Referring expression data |
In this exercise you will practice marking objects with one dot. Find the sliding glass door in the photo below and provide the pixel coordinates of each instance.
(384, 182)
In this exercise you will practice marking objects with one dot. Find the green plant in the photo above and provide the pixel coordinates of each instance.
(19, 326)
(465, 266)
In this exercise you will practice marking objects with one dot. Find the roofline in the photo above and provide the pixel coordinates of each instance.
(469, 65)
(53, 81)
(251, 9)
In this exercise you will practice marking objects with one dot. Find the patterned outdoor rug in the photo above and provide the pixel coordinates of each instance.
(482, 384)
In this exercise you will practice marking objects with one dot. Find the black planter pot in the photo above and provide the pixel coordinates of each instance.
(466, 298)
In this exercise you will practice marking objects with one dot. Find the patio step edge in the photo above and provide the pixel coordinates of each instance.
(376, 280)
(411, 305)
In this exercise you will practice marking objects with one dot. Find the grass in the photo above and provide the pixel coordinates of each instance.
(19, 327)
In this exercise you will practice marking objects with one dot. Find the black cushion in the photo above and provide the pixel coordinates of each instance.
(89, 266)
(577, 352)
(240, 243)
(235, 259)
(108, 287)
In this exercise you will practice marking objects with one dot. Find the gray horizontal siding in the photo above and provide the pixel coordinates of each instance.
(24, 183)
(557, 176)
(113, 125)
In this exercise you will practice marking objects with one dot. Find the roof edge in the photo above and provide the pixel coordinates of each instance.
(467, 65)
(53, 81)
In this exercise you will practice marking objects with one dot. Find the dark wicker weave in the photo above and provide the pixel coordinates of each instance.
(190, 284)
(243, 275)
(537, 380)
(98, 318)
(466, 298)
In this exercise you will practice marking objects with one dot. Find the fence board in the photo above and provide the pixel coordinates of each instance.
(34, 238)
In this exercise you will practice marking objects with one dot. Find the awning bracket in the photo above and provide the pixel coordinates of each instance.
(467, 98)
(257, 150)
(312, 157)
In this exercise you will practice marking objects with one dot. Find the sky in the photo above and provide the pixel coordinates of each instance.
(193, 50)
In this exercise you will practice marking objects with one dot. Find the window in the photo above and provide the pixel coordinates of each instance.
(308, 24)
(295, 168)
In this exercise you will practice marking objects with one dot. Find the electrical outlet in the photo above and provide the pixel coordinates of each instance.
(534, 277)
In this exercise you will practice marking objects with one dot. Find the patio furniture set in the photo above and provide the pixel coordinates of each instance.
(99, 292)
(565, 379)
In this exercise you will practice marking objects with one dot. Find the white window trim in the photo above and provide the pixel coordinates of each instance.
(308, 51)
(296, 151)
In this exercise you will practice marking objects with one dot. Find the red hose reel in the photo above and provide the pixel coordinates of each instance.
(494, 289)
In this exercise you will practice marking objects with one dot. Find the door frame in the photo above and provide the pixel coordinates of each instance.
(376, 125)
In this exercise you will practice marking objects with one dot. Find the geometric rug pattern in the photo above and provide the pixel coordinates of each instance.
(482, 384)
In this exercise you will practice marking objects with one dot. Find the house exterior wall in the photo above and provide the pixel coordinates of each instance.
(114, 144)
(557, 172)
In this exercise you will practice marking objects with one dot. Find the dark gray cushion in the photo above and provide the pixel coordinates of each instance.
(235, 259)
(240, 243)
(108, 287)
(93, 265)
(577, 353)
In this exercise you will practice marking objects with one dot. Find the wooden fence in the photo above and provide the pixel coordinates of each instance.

How to complete this task | Would you retype the lines of the data above, from the one holding "Find the house" through its final line, exactly and without adding any other line?

Written response |
In this exercise you will practice marking objects with one dot. Find the house exterior wall in the photo above and provide the pixel coordinates of each instance.
(114, 144)
(557, 172)
In this exercise you will practice marking objects with one dot. Find the dark gray cushion in the photo above and provide the pixel coordinates of each instance.
(235, 259)
(240, 243)
(108, 287)
(93, 265)
(577, 353)
In this exercise you will practice marking objects with one dot. Find the wooden fence in the photo above and provide the pixel coordinates of each instance.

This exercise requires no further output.